[Selection]
>>>>
Proactive Communities

Moving Forward and Avoiding Anchors

Normally when I get done with one of my Destination workshops, I get owners in the audience wanting to pick my brain on specific steps to make their businesses grow. They want to talk in greater detail about the 14-steps to become a Destination.

But recently in one audience, there was a small, vocal group of owners (clearly in the minority), who wanted to talk about all the things their city hadn’t done to help their businesses grow. They wanted to rehash stories of what it was like ten years ago and the mistakes the city had made. How the city didn’t have enough parking spaces, enough of a marketing budget, enough people to keep the sidewalks clean, and enough people thinking about small businesses. According to these owners, there wasn’t enough of anything.

I politely answered each question thrown at me and told this vocal minority that today, you have to be a business that is so unique, that consumers will come, regardless of your parking situation. I pointed out that if your business isn’t one-of-a-kind, you can have all the parking in the world and it’s not going to matter. I pointed out that people will avoid what they are bored of seeing, and people will not take a minute out of their day to revisit an average business. I emphasized that I was talking about Right Now, right here, today, not back then, ten years or even ten days ago.  I told these owners that we were moving forward, focusing on what they could change today, not revisiting the actions of prior groups.  I emphasized that I was giving them the opportunity to pick my brain and learn how to reinvent their businesses into Consumer Destinations, right now.

But these owners kept it up. They kept asking the same questions, and it suddenly dawned on me that most of the people in the room wanted to move on and change their community and their businesses.  Obviously, the city that had brought me in to speak wanted to move ahead. They were the ones who were forward-thinking enough to put me in front of this group.

Here’s my point in telling you this:  There are businesses located near you who will do anything they can to keep your business at the same level as their business. These owners do not want to move forward because it is easier to rehash the past, and complain about it, than it is to move ahead and face change. The future is a scary place for them. It is simpler to look backward and analyze what went wrong.

It’s important for you to understand that these owners are more content to scream about the changes that are happening, than to gear up their thinking and competitiveness and relearn what needs to be learned in order to make their businesses viable again. They scream because they are in a state of paralysis, not knowing how to change the business they have created, nor willing to fold it up and admit that they can’t compete anymore.
<<<<
[Set tasks]
- 1) Rewrite the passage on proactive communities, starting at "Proactive Communities" and ending at "become a Destination.", with "workshops" replaced by "seminars".
- 2) Decide whether each statement agrees with the passage on proactive communities, answering yes or no and quoting the deciding words: (a) The vocal group of owners made up most of the audience. (b) The city that brought the speaker in wanted to move ahead. (c) The speaker said a business with plenty of parking will do well even if it is not unique.
The records that come next were taken from a separate source.

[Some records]
>>>>
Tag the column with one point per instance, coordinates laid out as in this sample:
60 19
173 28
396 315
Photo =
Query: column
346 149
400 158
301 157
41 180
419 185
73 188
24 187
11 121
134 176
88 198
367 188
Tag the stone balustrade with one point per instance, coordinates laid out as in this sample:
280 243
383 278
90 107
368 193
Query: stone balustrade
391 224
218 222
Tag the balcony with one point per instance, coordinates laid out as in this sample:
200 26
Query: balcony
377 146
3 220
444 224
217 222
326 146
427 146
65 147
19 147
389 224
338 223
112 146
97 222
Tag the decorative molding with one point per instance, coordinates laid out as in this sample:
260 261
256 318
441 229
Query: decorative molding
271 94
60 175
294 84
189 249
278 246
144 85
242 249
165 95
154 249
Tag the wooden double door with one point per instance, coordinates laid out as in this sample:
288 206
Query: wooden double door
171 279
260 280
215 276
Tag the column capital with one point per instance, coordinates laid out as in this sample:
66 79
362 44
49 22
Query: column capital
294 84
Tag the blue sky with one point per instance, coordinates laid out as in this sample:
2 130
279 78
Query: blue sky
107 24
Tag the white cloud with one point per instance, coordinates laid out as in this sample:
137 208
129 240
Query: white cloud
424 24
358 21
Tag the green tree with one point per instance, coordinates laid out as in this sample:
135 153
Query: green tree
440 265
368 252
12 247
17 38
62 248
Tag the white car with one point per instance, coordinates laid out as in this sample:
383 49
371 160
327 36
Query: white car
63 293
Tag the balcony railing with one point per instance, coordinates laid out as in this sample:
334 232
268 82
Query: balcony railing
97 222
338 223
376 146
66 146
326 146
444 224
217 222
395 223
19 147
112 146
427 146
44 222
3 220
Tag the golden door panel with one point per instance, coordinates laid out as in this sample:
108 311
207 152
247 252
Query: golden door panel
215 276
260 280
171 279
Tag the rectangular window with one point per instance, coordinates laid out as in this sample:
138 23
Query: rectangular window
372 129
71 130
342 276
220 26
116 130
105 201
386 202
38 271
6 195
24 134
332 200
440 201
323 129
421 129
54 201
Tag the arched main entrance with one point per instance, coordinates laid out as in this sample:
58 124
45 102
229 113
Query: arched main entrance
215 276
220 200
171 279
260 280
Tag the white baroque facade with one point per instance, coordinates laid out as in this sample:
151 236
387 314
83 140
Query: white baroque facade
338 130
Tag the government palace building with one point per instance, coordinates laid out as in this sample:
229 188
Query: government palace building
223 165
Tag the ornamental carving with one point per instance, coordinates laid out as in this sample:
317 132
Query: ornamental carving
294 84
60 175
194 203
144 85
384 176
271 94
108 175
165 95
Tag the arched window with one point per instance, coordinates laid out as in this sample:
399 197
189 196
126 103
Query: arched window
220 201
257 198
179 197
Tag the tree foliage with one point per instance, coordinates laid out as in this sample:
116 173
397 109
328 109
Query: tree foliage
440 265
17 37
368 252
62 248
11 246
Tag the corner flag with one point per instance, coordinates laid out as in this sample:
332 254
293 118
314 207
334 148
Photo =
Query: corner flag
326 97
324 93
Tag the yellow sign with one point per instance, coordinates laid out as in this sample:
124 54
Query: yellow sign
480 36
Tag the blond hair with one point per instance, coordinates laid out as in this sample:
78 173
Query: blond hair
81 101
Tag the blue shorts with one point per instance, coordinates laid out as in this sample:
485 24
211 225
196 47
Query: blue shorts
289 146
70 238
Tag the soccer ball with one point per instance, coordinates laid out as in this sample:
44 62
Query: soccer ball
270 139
<<<<
[In response]
- 1)
Proactive Communities

Moving Forward and Avoiding Anchors

Normally when I get done with one of my Destination seminars, I get owners in the audience wanting to pick my brain on specific steps to make their businesses grow. They want to talk in greater detail about the 14-steps to become a Destination.

- 2)
(a) No: "clearly in the minority"
(b) Yes: "Obviously, the city that had brought me in to speak wanted to move ahead."
(c) No: "if your business isn’t one-of-a-kind, you can have all the parking in the world and it’s not going to matter"